§ **Point labeling dataset excerpts**:
— Start —
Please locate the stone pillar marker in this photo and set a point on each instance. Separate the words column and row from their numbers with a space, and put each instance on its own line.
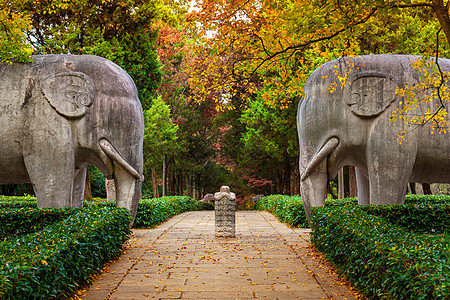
column 225, row 212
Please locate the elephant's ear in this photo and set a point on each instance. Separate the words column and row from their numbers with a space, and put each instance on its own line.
column 69, row 93
column 370, row 93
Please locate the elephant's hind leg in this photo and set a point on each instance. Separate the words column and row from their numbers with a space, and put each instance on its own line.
column 389, row 173
column 49, row 161
column 79, row 183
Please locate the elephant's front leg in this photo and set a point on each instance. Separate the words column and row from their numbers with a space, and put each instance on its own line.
column 79, row 183
column 362, row 181
column 49, row 160
column 314, row 189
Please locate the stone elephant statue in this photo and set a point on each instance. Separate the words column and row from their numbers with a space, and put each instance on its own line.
column 60, row 114
column 352, row 126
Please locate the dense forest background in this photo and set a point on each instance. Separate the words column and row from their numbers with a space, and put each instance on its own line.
column 220, row 81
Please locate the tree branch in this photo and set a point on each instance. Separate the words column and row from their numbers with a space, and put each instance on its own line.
column 308, row 43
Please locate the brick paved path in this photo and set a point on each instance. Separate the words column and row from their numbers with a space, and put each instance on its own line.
column 182, row 259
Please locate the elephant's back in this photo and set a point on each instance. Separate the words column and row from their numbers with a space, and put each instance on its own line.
column 106, row 75
column 334, row 75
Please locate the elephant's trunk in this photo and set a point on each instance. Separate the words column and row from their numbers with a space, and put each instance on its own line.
column 314, row 178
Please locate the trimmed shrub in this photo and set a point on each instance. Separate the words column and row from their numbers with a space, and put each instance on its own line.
column 382, row 259
column 152, row 212
column 20, row 221
column 53, row 262
column 289, row 209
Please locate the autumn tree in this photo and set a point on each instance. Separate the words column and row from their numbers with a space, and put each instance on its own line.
column 122, row 31
column 160, row 140
column 251, row 49
column 243, row 41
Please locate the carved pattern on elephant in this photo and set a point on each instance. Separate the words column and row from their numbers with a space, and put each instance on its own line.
column 69, row 93
column 370, row 93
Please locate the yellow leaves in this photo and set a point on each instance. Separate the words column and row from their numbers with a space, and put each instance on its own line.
column 421, row 102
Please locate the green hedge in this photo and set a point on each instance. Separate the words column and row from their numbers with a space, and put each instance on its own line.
column 52, row 262
column 47, row 253
column 151, row 212
column 19, row 221
column 382, row 259
column 289, row 209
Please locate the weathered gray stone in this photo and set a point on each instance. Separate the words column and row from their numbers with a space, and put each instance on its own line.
column 209, row 198
column 110, row 190
column 60, row 114
column 225, row 212
column 352, row 126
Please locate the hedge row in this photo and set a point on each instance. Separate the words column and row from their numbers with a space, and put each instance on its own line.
column 151, row 212
column 382, row 259
column 289, row 209
column 51, row 262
— End —
Print the records above exactly, beginning at the line that contains "Please locate the elephant's ear" and stopping after the line that contains "column 314, row 189".

Please locate the elephant's ear in this photo and set a point on each instance. Separate the words column and row from their numbers with a space, and put each instance on its own line.
column 69, row 93
column 370, row 93
Please locate the elephant's hind leg in this photo and set a point on each instance. Separate the words column and row from their numbers with a space, and put each instance on its own line.
column 389, row 173
column 49, row 161
column 79, row 183
Please locate the elephant's front leg in this photo and set a point on each instance. Separate the words column and row from their numbers with a space, and put each instance on its own line.
column 79, row 183
column 362, row 181
column 49, row 160
column 314, row 189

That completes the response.